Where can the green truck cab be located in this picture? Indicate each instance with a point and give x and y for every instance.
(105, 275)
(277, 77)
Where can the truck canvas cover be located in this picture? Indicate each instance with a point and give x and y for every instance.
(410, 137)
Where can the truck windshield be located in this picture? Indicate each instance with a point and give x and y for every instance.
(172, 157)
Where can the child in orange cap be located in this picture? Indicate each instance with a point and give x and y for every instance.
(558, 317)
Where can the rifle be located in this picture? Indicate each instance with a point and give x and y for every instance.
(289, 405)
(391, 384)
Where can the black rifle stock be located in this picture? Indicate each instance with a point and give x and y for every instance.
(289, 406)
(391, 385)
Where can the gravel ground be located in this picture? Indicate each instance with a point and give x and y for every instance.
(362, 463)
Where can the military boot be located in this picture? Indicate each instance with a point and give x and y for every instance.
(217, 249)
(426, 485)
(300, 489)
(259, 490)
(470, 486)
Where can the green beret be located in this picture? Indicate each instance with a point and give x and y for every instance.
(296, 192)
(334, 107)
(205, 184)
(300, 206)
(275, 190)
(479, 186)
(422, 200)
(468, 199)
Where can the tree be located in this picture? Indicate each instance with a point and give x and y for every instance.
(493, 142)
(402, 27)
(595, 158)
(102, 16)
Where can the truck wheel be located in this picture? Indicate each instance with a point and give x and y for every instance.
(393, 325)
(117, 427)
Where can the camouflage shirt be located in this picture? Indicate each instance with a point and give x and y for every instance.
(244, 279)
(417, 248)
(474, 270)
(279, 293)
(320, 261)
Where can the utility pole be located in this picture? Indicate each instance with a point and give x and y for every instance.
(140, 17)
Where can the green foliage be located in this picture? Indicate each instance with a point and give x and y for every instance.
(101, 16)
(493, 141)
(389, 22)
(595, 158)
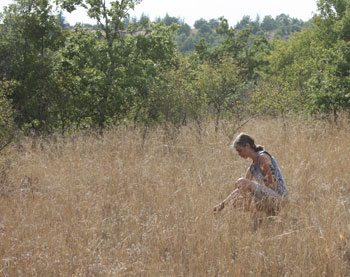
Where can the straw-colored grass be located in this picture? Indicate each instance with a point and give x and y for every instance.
(124, 206)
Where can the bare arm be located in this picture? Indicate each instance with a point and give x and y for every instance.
(249, 174)
(265, 163)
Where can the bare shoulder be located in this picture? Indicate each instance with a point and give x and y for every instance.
(264, 158)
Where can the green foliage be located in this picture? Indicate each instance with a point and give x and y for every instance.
(271, 98)
(28, 39)
(7, 126)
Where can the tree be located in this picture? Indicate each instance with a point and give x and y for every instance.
(7, 126)
(29, 37)
(112, 43)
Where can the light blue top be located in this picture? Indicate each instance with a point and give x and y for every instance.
(276, 173)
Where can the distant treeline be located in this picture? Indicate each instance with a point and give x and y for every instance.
(54, 77)
(282, 26)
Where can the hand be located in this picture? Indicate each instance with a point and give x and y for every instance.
(219, 207)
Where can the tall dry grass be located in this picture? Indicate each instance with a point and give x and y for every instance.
(124, 206)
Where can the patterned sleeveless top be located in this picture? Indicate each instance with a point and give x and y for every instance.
(276, 173)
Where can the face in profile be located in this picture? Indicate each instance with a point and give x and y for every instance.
(242, 151)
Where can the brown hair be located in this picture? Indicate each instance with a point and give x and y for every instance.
(242, 139)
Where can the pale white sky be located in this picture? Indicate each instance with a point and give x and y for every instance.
(192, 10)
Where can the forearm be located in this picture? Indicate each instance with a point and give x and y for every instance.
(232, 194)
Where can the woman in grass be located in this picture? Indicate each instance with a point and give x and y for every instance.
(268, 190)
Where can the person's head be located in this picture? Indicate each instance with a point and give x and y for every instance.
(244, 145)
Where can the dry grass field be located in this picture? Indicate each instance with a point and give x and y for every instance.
(124, 206)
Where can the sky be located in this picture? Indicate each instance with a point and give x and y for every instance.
(192, 10)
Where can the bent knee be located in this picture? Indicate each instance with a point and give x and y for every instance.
(244, 184)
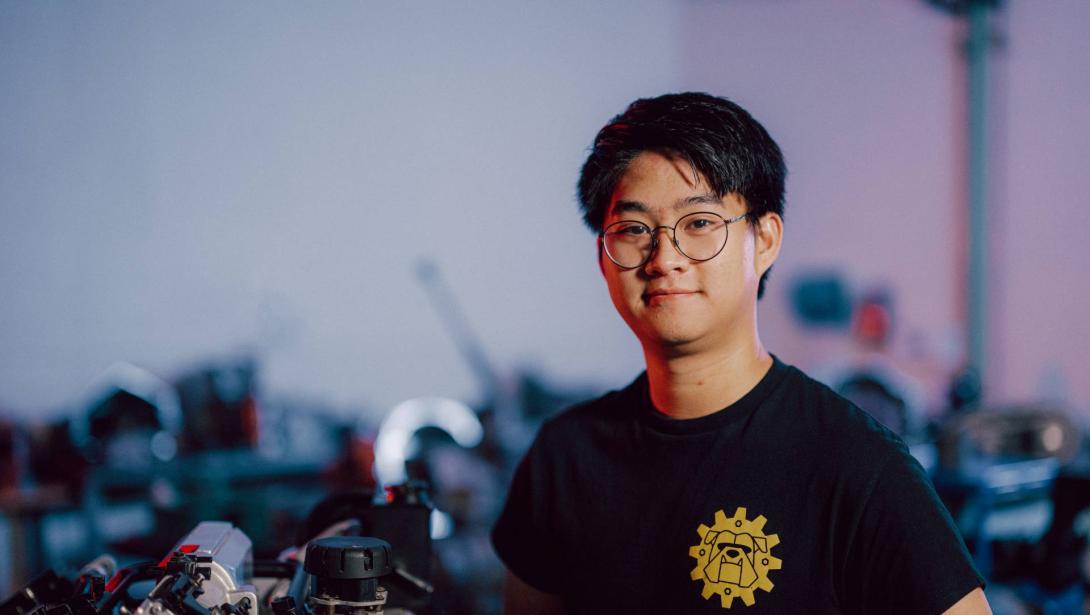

◆ ◆ ◆ ◆

Problem |
Retype the listing above word for word, keeping every line in order and without the pictures.

Exercise response |
Where can the green truck cab be located in this picture? Indicate each instance with a point and give x and y for every instance.
(105, 275)
(277, 77)
Where can the truck canvas cover be located in this picture? Indicate each instance with a point and give x and y for every instance.
(410, 137)
Where can the truck windshield be located in this picture? Indicate each instance with a point and give x and y for every instance.
(172, 157)
Where can the child in orange cap be located in this picture? Indicate each instance with a point and give x and y for every instance.
(558, 317)
Where can the rifle be located in this picture? Indicate each instance with a point and give x and y for every instance.
(289, 405)
(391, 384)
Where can the black rifle stock be located in this picture? Indicate each instance with a point and give x and y for every instance.
(289, 406)
(391, 385)
Where can the gravel ground be located in this picture? Indicate each instance with a point and give x and y for every instance.
(362, 463)
Where can the military boot be located in this picture? Indicate each instance with a point and give x and y for every instance.
(217, 249)
(426, 485)
(300, 489)
(259, 490)
(470, 486)
Where can the green beret be located in this picture? Indicate each instance with a point and give x and y for every instance.
(296, 192)
(334, 107)
(205, 184)
(300, 206)
(275, 190)
(479, 186)
(422, 200)
(468, 199)
Where can the tree be located in this picture? Indicate each instance with a point and give x and y for every instance.
(493, 142)
(402, 27)
(595, 158)
(102, 16)
Where can the truck wheel be located in this picture? Indicate each instance with a point and give x and y for every instance.
(393, 325)
(117, 427)
Where can the camouflage shirt be located in this picture? Indicate each instance with a point and give x and y for every instance.
(244, 279)
(417, 248)
(474, 270)
(279, 293)
(320, 261)
Where can the utility pole be located in this picture? Indicate each instance with a point and give x and y for every instance.
(140, 17)
Where can the green foliage be located in this picture? Indicate each instance with a point and give x and y for every instance.
(101, 16)
(493, 141)
(389, 22)
(595, 158)
Where can the straw-colored grass be located in this picture? Indicate each instance with a point and give x and y for every instance.
(124, 206)
Where can the bare arm be located in this picture? Indicate each instance with a point and give x and y for every instance.
(249, 174)
(265, 163)
Where can the bare shoulder be located in this picture? Indicate each instance with a point and give x and y for every instance.
(264, 158)
Where can the green foliage be located in this picture? Indicate each instance with a point and give x and y for every instance.
(271, 98)
(28, 39)
(7, 126)
Where can the tree be located in this picture? Indicate each instance with a point and give x and y for every instance.
(7, 126)
(29, 37)
(112, 43)
Where can the light blue top be located in this picture? Indicate each instance with a point and give x and y for every instance.
(276, 173)
Where can the distant treeline be located in this picture? Indicate each instance with a point and give x and y for every instance.
(54, 77)
(282, 26)
Where can the hand be located in this picture? Indicate each instance with a point and give x and y for every instance.
(219, 207)
Where can the tall dry grass be located in this picture? Indicate each instance with a point and give x and y for every instance.
(124, 206)
Where can the patterned sleeveless top be located in this picture? Indicate each instance with a point and give x and y for every instance.
(276, 173)
Where can the face in profile be located in this picture? Indicate each instance with a point and give x and y for every instance.
(242, 151)
Where can the brown hair be located in this picture? Indicate each instance with a point and give x and y for every instance.
(242, 139)
Where can the pale white sky be located in this picture? Indicate each instance with a point and give x and y for every instance.
(192, 10)
Where can the forearm be located in this picture? Indicate each instance with a point and give x and y for every instance.
(232, 194)
Where can the woman in grass be located in this picture? Indicate each instance with a point and give x and y for every instance.
(268, 190)
Where can the person's head be located in this picture? Indicate each instance with a point and give x and y for every instance.
(244, 145)
Where can the dry grass field be located in this picture? Indicate each instance with a point and give x and y for every instance.
(124, 206)
Where can the sky be located in this picture? Indicate each instance with a point and give x and y for every instance.
(192, 10)
Where can the bent knee be located in this picture? Indicate each instance with a point and give x and y for every instance.
(244, 184)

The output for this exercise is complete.